Please return every line in the entries below with the word "wheel" in it.
*** DATA FOR ANALYSIS Section Begins ***
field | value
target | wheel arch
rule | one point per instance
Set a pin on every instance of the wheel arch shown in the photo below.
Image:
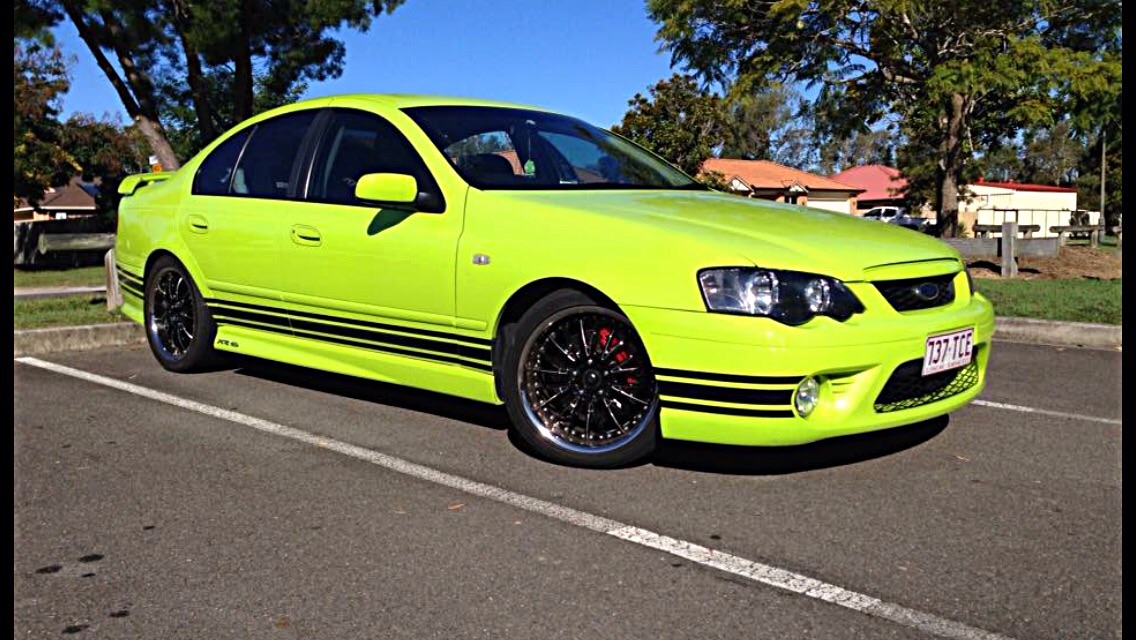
*** DATA FOR ANALYSIS Section Ends ***
## SOLUTION TO THIS EXERCISE
target | wheel arch
Set a pin on every instance of the wheel arch shown in the photo below.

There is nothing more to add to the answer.